# EXERCISE GOAL:
Return every entry exactly as written.
* * *
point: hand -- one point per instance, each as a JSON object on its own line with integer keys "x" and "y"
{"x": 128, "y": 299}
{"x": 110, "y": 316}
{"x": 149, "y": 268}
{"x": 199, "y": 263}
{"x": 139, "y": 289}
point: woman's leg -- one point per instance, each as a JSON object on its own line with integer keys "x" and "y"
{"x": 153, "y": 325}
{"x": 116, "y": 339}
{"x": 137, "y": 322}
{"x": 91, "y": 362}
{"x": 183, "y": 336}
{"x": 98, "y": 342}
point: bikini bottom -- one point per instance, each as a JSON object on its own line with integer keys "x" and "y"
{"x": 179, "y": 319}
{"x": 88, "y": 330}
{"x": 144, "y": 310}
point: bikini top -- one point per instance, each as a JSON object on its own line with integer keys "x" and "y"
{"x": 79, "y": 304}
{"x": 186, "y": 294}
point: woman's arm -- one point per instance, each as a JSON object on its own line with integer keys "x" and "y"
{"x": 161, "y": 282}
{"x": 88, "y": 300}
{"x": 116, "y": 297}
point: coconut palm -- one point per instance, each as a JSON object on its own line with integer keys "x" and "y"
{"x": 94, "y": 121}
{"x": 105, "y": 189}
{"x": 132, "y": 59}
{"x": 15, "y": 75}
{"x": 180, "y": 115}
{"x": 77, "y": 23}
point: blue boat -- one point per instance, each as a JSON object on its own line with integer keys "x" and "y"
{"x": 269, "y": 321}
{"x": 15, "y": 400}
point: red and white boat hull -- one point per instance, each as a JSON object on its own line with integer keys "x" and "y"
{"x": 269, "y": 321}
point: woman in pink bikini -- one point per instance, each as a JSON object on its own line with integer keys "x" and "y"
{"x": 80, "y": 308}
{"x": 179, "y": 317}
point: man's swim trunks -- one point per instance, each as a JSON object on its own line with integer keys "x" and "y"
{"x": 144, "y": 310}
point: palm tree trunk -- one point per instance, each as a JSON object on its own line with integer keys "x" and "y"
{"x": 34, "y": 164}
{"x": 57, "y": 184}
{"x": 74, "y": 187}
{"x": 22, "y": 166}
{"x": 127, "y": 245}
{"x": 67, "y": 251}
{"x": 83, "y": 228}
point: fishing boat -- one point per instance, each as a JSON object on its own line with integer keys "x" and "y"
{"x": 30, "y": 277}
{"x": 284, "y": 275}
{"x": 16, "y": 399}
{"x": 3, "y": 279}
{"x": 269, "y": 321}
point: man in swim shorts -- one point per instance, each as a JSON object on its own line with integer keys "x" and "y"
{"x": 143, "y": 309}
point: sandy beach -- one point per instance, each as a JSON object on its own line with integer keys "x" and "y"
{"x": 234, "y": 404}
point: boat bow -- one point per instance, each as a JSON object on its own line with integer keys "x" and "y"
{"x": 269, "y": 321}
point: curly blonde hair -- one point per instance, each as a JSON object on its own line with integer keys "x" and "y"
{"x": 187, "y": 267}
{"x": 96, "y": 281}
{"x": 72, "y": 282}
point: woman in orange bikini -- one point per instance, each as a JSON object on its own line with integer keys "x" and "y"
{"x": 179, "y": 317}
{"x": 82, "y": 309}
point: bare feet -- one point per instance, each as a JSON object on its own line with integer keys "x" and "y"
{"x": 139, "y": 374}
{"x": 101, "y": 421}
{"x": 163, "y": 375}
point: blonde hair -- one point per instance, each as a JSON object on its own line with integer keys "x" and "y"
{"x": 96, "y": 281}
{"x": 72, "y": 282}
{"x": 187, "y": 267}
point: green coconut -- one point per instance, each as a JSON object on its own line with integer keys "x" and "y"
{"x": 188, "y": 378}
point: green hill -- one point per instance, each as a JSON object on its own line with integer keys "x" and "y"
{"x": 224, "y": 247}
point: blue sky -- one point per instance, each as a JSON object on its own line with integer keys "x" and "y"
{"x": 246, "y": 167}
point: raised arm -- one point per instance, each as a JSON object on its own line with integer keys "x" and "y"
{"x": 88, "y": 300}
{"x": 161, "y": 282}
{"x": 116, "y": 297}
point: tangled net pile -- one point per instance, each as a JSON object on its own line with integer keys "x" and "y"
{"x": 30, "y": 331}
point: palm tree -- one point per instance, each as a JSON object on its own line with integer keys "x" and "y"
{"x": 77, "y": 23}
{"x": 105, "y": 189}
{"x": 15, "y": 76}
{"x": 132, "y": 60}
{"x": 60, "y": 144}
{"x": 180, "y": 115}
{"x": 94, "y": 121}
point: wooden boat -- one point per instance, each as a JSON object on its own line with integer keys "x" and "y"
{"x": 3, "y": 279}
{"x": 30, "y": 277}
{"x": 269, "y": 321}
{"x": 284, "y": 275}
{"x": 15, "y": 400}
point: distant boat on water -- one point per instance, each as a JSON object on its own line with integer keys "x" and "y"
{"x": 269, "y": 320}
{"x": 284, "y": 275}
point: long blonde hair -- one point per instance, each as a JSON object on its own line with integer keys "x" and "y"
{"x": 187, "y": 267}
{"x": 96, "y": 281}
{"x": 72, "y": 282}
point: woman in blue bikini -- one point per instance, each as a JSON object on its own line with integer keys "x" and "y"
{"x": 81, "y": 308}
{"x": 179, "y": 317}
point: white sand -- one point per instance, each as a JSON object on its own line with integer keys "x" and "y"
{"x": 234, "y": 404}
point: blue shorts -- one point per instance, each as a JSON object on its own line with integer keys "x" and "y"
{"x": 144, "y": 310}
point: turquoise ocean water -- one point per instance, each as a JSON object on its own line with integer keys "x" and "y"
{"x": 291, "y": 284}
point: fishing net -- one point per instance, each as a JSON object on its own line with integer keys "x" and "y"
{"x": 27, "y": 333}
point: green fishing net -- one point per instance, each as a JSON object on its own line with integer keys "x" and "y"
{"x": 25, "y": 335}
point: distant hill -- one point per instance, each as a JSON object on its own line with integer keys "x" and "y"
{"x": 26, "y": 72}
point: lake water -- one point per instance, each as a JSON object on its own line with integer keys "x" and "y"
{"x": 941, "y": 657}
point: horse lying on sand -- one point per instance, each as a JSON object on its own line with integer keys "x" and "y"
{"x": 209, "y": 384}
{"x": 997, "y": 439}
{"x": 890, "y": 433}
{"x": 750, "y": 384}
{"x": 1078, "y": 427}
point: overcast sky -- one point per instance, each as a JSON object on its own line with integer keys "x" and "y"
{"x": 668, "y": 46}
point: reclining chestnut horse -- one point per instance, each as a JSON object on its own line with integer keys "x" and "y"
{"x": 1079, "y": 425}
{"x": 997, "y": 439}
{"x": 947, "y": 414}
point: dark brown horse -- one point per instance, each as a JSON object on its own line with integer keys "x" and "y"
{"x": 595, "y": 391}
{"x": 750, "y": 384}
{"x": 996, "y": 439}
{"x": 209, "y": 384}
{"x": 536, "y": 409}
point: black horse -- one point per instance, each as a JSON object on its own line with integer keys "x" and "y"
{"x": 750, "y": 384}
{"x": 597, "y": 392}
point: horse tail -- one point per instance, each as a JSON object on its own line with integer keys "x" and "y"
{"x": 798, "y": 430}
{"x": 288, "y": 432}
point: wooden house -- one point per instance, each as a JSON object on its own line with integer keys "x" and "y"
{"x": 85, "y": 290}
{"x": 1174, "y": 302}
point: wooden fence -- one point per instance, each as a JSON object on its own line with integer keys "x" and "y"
* * *
# SOLUTION TO THIS EXERCISE:
point: hand -- one point per instance, each as a JSON object on its own line with integer keys "x" and "y"
{"x": 128, "y": 299}
{"x": 110, "y": 316}
{"x": 149, "y": 268}
{"x": 199, "y": 263}
{"x": 139, "y": 289}
point: woman's leg -- one point per instance, each as a JSON object on its own line with integer keys "x" and "y"
{"x": 153, "y": 325}
{"x": 116, "y": 339}
{"x": 137, "y": 322}
{"x": 91, "y": 362}
{"x": 183, "y": 336}
{"x": 98, "y": 342}
point: bikini bottom -- one point per instance, each as a JSON object on its own line with integer keys "x" and "y"
{"x": 179, "y": 319}
{"x": 88, "y": 330}
{"x": 144, "y": 310}
point: bikini top -- one point per instance, each as a JSON object on its own line with integer keys "x" and "y"
{"x": 79, "y": 304}
{"x": 186, "y": 294}
point: woman's arm -- one point per instance, each as a JSON object on its own line with integer keys "x" and "y"
{"x": 161, "y": 282}
{"x": 88, "y": 300}
{"x": 116, "y": 297}
point: coconut palm -- one point per instance, each as a JSON object on its own line with integer keys "x" and "y"
{"x": 94, "y": 121}
{"x": 105, "y": 189}
{"x": 132, "y": 59}
{"x": 15, "y": 75}
{"x": 180, "y": 115}
{"x": 77, "y": 23}
point: blue boat -- one point per instance, each as a JSON object on its own line with integer keys "x" and "y"
{"x": 269, "y": 321}
{"x": 15, "y": 400}
point: red and white boat hull -- one point per instance, each as a JSON object on its own line with integer keys "x" and "y"
{"x": 269, "y": 321}
point: woman in pink bikini -- one point per instance, each as a JSON object on its own line with integer keys "x" and "y"
{"x": 80, "y": 308}
{"x": 179, "y": 317}
point: man's swim trunks -- one point per instance, each as a JSON object on its own line with integer keys "x" and "y"
{"x": 144, "y": 310}
point: palm tree trunk -- one point per instance, each as a JSON object on its own line with integer keys "x" and "y"
{"x": 34, "y": 164}
{"x": 57, "y": 184}
{"x": 74, "y": 187}
{"x": 22, "y": 166}
{"x": 127, "y": 245}
{"x": 67, "y": 251}
{"x": 83, "y": 228}
point: fishing boat -- one point per instance, each as a JSON object on its own line with integer keys "x" and "y"
{"x": 30, "y": 277}
{"x": 284, "y": 275}
{"x": 16, "y": 399}
{"x": 3, "y": 279}
{"x": 269, "y": 321}
point: man in swim shorts -- one point per instance, each as a JSON object on its own line with integer keys "x" and "y"
{"x": 143, "y": 309}
point: sandy beach -- one point per instance, each as a JSON object on its own line with integer keys "x" and "y"
{"x": 234, "y": 404}
point: boat bow -- one point per instance, each as a JSON object on its own line with integer keys "x" and "y"
{"x": 269, "y": 321}
point: curly blonde hair -- one point per instance, each as a JSON object on its own line with integer keys "x" and "y"
{"x": 187, "y": 267}
{"x": 96, "y": 281}
{"x": 72, "y": 282}
point: woman in orange bikini -- one point per instance, each as a JSON object on its own line with integer keys "x" and "y"
{"x": 179, "y": 317}
{"x": 82, "y": 309}
point: bare feet -- one point per instance, each as a JSON object on its own line with integer keys "x" and "y"
{"x": 139, "y": 374}
{"x": 101, "y": 421}
{"x": 163, "y": 375}
point: blonde hair -- one point per instance, each as a JSON object on its own line with integer keys "x" and "y"
{"x": 96, "y": 281}
{"x": 72, "y": 282}
{"x": 187, "y": 267}
point: green coconut -- one point per instance, each as a JSON object on its own line with integer keys "x" and "y"
{"x": 188, "y": 378}
point: green hill -- one point per instance, each as a JSON object on its own line with integer keys "x" and "y"
{"x": 224, "y": 247}
point: blue sky -- one point per instance, each as a JSON object on its own line with integer keys "x" and "y"
{"x": 246, "y": 167}
point: raised arm -- one point per instance, each as a JSON object on its own line with integer keys "x" and "y"
{"x": 88, "y": 300}
{"x": 161, "y": 282}
{"x": 116, "y": 297}
point: tangled net pile -- one point per instance, each as a JSON object on its own line with integer keys "x" and "y"
{"x": 30, "y": 331}
point: palm tree -- one point per instance, each as a JSON object on its own line with integer keys "x" and "y"
{"x": 77, "y": 23}
{"x": 105, "y": 189}
{"x": 15, "y": 76}
{"x": 132, "y": 60}
{"x": 60, "y": 144}
{"x": 180, "y": 115}
{"x": 94, "y": 121}
point: wooden boat -- one point per instance, each as a JSON object on its own line with integer keys "x" and "y"
{"x": 3, "y": 279}
{"x": 30, "y": 277}
{"x": 269, "y": 321}
{"x": 284, "y": 275}
{"x": 15, "y": 400}
point: distant boat on water -- one point per instance, each as a JSON object on its own line with integer keys "x" and "y"
{"x": 269, "y": 320}
{"x": 284, "y": 275}
point: long blonde hair -- one point per instance, each as a JSON object on its own line with integer keys "x" and "y"
{"x": 187, "y": 267}
{"x": 96, "y": 281}
{"x": 72, "y": 282}
point: woman in blue bikini -- one point per instance, each as a JSON object on its own line with integer keys "x" and "y"
{"x": 81, "y": 308}
{"x": 179, "y": 317}
point: white sand -- one point per instance, each as a JSON object on its own line with integer keys "x" and "y"
{"x": 234, "y": 404}
point: blue shorts -- one point per instance, each as a JSON object on its own line with integer keys "x" and "y"
{"x": 144, "y": 310}
point: turquoise ocean water -- one point per instance, each as a JSON object on its own line with integer keys "x" and "y"
{"x": 291, "y": 284}
point: fishing net -- one point per instance, each as a JSON object on its own line with integer keys "x" and "y"
{"x": 27, "y": 333}
point: green fishing net -- one point per instance, each as a JSON object on its own line with integer keys "x" and "y"
{"x": 25, "y": 335}
point: distant hill -- one point per instance, each as a JSON object on its own line with integer keys "x" and "y"
{"x": 26, "y": 72}
point: lake water -- one point per instance, each as a JSON object on its own line with integer keys "x" and "y"
{"x": 941, "y": 657}
point: horse lying on sand -- one point per instance, each as a JSON object on its own line with integer keys "x" and "y"
{"x": 209, "y": 384}
{"x": 997, "y": 439}
{"x": 890, "y": 433}
{"x": 750, "y": 384}
{"x": 1078, "y": 427}
point: overcast sky -- one point per instance, each as a JSON object on its own line with integer keys "x" and "y"
{"x": 668, "y": 46}
point: reclining chestnut horse -- one point per instance, each as a JSON object on its own line with integer keys "x" and "y"
{"x": 1079, "y": 425}
{"x": 997, "y": 439}
{"x": 947, "y": 414}
point: dark brown horse -- one point per instance, each as a JSON object on its own line with integer keys "x" and "y"
{"x": 595, "y": 391}
{"x": 750, "y": 384}
{"x": 996, "y": 439}
{"x": 209, "y": 384}
{"x": 536, "y": 409}
point: black horse -- one point per instance, each as a JSON object on its own line with integer keys "x" and "y"
{"x": 750, "y": 384}
{"x": 597, "y": 392}
point: horse tail -- one point per instance, each as a JSON object on its own line with integer keys "x" and "y"
{"x": 798, "y": 430}
{"x": 288, "y": 432}
point: wooden house -- one point per instance, each as a JSON object on its own line with integer keys "x" and "y"
{"x": 85, "y": 290}
{"x": 1174, "y": 302}
point: wooden fence -- one point per instance, each as a JSON object on its own line with integer keys "x" and "y"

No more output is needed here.